§ **Given instruction 1**
Identify every line in the records below that contains the string "hair", and copy each of those lines.

§ **Text provided**
Interesting results on the loopback test (see Script in original post/ticket details)

pi@Ender5Pro:~/Downloads $ sudo python uart_test.py
UART loopback test failed.
Sent: Hello, UART Loopback!
Received:
Debian GNU/Linux 12
pi@Ender5Pro:~/Downloads $ sudo python uart_test.py
UART loopback test failed.
Sent: Hello, UART Loopback!
Received:
pi@Ender5Pro:~/Downloads $ sudo python uart_test.py
UART loopback test failed.
Sent: Hello, UART Loopback!
Received:

(Yes, it received/read all those carriage returns)

pi@Ender5Pro:~/Downloads $ sudo python uart_test.py
UART loopback test failed.
Sent: Hello, UART Loopback!
Received:
UART loopback test failed.
Sent: Hello, UART Loopback!
Received:
Login incorrect
Ende
idulkoan commented 3 days ago

Revised Script:

import serial
import time

# Configure the serial port
port = '/dev/ttyAMA0'
baudrate = 250000
timeout = 2  # Increased timeout to 2 seconds for slower communication

# Initialize the serial connection
ser = serial.Serial(port, baudrate, timeout=timeout)

# Function to write and read data
def test_uart():
    test_message = "Hello, UART Loopback!"

    # Check if the port is open, if not, open it
    if not ser.is_open:
        ser.open()

    try:
        ser.write(test_message.encode())  # Send data
        time.sleep(0.5)  # Shorter wait time, adjust if needed
        response = ser.read(len(test_message)).decode()  # Read the response

        if response == test_message:
            print("UART loopback test passed!")
        else:
            print("UART loopback test failed.")
            print(f"Sent: {test_message}")
            print(f"Received: {response}")
    except serial.SerialException as e:
        print(f"Error during UART communication: {e}")

# Run the test
if __name__ == "__main__":
    test_uart()

# Close the serial port
ser.close()

I seem to now be getting mixed loopback passes and failures. Could be that my script isn't entirely reliable here

Any suggestions to further test the reliability and functionality of my TX/RX Pins/comms?

§ **Input for this task**

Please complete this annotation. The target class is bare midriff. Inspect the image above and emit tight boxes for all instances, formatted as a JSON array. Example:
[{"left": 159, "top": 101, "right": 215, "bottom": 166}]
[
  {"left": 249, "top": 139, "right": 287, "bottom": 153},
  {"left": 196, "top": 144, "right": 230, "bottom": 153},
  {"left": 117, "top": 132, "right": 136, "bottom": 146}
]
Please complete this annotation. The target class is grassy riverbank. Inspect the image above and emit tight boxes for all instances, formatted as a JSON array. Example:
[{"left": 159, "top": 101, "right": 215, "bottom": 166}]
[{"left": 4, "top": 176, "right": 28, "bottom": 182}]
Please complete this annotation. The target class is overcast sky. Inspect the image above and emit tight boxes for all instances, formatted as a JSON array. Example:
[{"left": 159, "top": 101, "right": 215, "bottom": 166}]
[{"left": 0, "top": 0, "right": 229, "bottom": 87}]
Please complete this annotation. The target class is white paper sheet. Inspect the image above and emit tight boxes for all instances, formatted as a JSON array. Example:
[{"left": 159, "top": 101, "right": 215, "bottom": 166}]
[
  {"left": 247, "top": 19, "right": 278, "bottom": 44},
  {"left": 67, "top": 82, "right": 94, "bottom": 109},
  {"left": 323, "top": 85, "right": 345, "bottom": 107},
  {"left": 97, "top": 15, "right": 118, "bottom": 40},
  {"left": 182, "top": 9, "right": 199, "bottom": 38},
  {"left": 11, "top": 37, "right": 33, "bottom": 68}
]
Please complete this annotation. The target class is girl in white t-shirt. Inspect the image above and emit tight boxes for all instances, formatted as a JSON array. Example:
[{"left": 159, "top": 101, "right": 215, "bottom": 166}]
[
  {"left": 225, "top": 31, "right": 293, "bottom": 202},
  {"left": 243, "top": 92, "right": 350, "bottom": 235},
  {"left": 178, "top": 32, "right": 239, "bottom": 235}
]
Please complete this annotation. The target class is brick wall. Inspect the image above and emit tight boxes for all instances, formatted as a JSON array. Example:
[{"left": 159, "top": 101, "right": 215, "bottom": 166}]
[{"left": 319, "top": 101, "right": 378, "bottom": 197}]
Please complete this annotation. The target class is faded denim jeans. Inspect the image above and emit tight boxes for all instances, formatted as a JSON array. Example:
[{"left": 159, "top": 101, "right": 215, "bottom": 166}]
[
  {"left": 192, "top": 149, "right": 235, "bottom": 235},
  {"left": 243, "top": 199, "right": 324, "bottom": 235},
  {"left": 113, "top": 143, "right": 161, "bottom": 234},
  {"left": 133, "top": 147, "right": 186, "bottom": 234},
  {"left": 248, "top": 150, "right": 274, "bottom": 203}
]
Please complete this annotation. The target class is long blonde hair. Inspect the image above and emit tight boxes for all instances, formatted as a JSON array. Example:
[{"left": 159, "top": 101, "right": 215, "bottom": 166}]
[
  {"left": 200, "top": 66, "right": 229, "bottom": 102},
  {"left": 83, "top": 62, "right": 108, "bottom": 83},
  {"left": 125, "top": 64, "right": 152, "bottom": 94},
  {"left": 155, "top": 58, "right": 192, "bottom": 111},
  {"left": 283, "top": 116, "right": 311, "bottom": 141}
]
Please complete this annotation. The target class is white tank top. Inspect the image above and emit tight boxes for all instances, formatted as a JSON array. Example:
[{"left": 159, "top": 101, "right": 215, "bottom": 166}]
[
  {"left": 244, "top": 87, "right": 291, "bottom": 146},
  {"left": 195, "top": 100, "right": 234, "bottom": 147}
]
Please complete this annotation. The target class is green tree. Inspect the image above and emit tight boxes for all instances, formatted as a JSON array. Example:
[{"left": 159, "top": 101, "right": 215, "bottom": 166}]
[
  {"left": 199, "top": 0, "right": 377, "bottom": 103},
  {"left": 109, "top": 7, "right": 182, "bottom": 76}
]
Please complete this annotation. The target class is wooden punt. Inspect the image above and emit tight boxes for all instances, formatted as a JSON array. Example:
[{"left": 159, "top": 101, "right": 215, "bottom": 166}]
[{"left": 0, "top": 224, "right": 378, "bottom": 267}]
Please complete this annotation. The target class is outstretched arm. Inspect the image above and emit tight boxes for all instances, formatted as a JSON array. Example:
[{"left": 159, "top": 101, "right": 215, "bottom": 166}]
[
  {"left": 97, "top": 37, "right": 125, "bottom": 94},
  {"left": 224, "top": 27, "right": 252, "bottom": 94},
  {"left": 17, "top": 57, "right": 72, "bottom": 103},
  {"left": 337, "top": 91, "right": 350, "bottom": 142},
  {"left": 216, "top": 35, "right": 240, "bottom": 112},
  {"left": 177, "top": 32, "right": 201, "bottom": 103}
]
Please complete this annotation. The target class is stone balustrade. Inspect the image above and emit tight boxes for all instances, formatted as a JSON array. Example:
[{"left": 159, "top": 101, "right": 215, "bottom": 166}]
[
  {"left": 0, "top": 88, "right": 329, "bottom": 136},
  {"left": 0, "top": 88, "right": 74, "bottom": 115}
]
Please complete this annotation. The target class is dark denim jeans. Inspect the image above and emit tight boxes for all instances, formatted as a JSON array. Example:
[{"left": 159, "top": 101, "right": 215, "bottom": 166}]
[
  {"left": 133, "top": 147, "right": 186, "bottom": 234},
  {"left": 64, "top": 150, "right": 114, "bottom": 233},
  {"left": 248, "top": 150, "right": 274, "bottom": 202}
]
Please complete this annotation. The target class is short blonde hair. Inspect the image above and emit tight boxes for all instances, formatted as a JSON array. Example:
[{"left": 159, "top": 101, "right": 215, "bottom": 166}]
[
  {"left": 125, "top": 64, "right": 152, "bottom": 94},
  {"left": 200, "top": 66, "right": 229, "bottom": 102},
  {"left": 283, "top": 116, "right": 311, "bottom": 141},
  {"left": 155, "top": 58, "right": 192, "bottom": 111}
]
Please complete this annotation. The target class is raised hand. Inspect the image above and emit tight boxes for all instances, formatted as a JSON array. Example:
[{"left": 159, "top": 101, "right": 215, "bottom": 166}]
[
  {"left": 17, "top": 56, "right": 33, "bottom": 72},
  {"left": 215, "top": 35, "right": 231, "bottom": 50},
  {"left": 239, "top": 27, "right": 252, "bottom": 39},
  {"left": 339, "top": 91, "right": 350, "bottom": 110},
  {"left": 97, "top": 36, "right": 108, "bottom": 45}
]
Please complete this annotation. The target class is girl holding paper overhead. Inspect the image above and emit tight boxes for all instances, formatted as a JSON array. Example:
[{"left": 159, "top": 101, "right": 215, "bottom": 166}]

§ **Given instruction 2**
Based on the UART loopback post above, say yes or no to each statement and quote the words that decide it: (a) The revised script sets the baud rate to 250000. (b) The revised script uses a timeout of 5 seconds. (c) The poster reports that every loopback test now passes.

§ **Right answer 1**
Please complete this annotation. The target class is long blonde hair. Inspect the image above and emit tight boxes for all instances, formatted as a JSON array. Example:
Please complete this annotation. The target class is short blonde hair. Inspect the image above and emit tight boxes for all instances, formatted as a JSON array. Example:

§ **Right answer 2**
(a) Yes: "baudrate = 250000"
(b) No: "Increased timeout to 2 seconds for slower communication"
(c) No: "I seem to now be getting mixed loopback passes and failures."